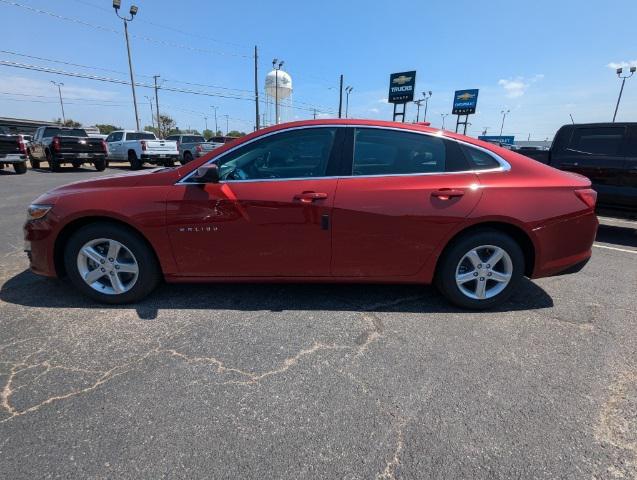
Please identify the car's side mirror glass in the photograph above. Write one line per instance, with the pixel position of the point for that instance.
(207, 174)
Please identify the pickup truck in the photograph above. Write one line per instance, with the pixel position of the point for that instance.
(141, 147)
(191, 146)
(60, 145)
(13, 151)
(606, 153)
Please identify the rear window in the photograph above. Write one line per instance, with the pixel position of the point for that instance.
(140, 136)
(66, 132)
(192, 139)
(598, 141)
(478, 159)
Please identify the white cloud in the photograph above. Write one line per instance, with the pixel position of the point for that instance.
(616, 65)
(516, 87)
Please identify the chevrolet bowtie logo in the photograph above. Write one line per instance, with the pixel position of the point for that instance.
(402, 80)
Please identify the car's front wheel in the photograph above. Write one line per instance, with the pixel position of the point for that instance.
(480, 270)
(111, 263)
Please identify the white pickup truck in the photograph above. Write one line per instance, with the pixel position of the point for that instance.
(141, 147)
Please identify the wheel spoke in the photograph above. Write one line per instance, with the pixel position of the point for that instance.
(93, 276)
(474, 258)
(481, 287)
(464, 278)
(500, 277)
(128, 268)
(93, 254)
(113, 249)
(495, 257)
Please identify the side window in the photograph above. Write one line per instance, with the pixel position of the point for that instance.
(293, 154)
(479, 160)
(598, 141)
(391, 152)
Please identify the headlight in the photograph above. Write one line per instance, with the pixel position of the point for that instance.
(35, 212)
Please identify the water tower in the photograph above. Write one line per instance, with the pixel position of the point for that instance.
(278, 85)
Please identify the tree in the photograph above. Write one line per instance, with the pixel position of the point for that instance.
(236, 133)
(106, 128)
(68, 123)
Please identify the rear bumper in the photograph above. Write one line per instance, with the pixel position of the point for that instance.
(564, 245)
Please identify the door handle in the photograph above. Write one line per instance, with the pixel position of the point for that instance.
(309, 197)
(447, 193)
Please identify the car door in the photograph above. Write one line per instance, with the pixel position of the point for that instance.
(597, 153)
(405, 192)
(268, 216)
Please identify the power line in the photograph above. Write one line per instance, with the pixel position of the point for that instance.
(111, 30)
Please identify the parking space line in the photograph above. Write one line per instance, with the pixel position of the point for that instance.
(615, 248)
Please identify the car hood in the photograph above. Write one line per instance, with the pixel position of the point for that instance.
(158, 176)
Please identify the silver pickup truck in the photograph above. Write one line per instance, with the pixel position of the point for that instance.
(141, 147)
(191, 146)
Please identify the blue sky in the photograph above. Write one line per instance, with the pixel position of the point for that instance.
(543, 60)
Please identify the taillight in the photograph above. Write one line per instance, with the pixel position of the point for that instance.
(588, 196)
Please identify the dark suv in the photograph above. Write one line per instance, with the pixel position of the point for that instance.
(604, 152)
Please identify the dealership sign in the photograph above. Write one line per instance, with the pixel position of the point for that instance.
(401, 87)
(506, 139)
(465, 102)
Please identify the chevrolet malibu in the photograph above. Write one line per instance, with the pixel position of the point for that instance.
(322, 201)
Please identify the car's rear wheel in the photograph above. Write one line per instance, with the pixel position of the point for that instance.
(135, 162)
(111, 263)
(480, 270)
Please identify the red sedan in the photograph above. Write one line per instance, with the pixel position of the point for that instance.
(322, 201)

Exercise objective »
Put every line of the items above into a JSON list of strings, one string per line with blank lines left out. Leave out the pictures.

Full solution »
[
  "Please identify the car's side mirror glass in the photograph above. Write one line per instance, with the pixel position of the point for that instance.",
  "(207, 174)",
  "Please identify the pickup truck in the photograph above. Write one line per instance, with the pixel position of the point for that instance.",
  "(141, 147)",
  "(191, 146)",
  "(60, 145)",
  "(13, 151)",
  "(606, 153)",
  "Please identify the rear window in the photograph above. Write one line per instance, with the pixel position of the point for that instance.",
  "(140, 136)",
  "(66, 132)",
  "(192, 139)",
  "(598, 141)",
  "(478, 159)",
  "Please identify the white cloud in the photograph above. Write one line per instance, with the pixel position of the point for that instance.",
  "(616, 65)",
  "(516, 87)",
  "Please identify the chevrolet bowtie logo in the photograph above. Write one line per instance, with the pixel position of the point for that instance.",
  "(402, 80)",
  "Please identify the car's front wheel in the photograph above. Write one line per instance, with the pixel position of the point for that instance.",
  "(480, 270)",
  "(111, 263)",
  "Please identify the white pickup truck in the photograph above. Write one line per instance, with the pixel position of the point for that instance.",
  "(141, 147)",
  "Please identify the wheel spoke in the photograph above. Write one line per instance, with the pixel position of the point for that instance.",
  "(93, 276)",
  "(474, 258)",
  "(481, 287)",
  "(464, 278)",
  "(500, 277)",
  "(128, 268)",
  "(93, 254)",
  "(113, 249)",
  "(495, 257)",
  "Please identify the side window in the photograph above. Write one line per instance, with the pixel position of the point for that instance.",
  "(293, 154)",
  "(479, 160)",
  "(598, 141)",
  "(391, 152)",
  "Please identify the headlight in the photograph above. Write one line per instance, with the pixel position of the point for that instance.",
  "(35, 212)",
  "Please identify the water tower in the photograph above. Write one line per instance, with the pixel position of the point for that instance.",
  "(278, 85)",
  "Please identify the tree in the photograph above. Write one line per instance, with the pixel position of the point for that instance.",
  "(236, 133)",
  "(106, 128)",
  "(68, 123)",
  "Please identify the rear bumper in the photograph above. Write one line per instance, with the pixel position of the point for that instance.",
  "(564, 245)",
  "Please identify the door handle in the photograph above. Write one line per instance, with the pixel position of the point for that instance.",
  "(309, 197)",
  "(447, 193)",
  "Please identify the car door in the photograph above. Write one line per instance, with the pixel position of the point for that instance.",
  "(597, 153)",
  "(405, 192)",
  "(268, 216)",
  "Please identify the power line in the photograph above. Write one line per instance, with the pixel position of the point for that instance.",
  "(111, 30)",
  "Please identify the parking space line in the photograph above. Write one line per instance, with the pixel position of the point for that instance.",
  "(615, 248)",
  "Please identify the car hood in the photograph above. Write one line per instance, with the pixel position of the point for that instance.",
  "(158, 176)",
  "Please identify the silver pickup truck in the photograph above. Write one line per instance, with the pixel position of the point for that instance.",
  "(141, 147)",
  "(191, 146)",
  "Please identify the blue sky in the photograph above. Write one line per instance, with the pixel position of the point for that instance.",
  "(543, 60)",
  "Please identify the taillight in the photograph above. Write one line per instance, with the pixel position of the point for that instance.",
  "(588, 196)",
  "Please identify the dark suv in the photograph above. Write one line per instance, with the pixel position of the point for that instance.",
  "(604, 152)",
  "Please identify the dealership sign in the photograph above. Write one line per instance, with the pixel position of the point for that instance.",
  "(401, 87)",
  "(506, 139)",
  "(465, 102)",
  "Please identify the chevrolet malibu in the photograph above. Write one line per instance, with the pixel position of the point for that instance.",
  "(322, 201)",
  "Please identify the car's rear wheel in the photograph above. Write one line per instance, with the pixel position of the point for that instance.",
  "(135, 162)",
  "(111, 263)",
  "(480, 270)",
  "Please identify the red sedan in the photograph above. Write one line per instance, with the pixel position of the point for that instance.",
  "(322, 201)"
]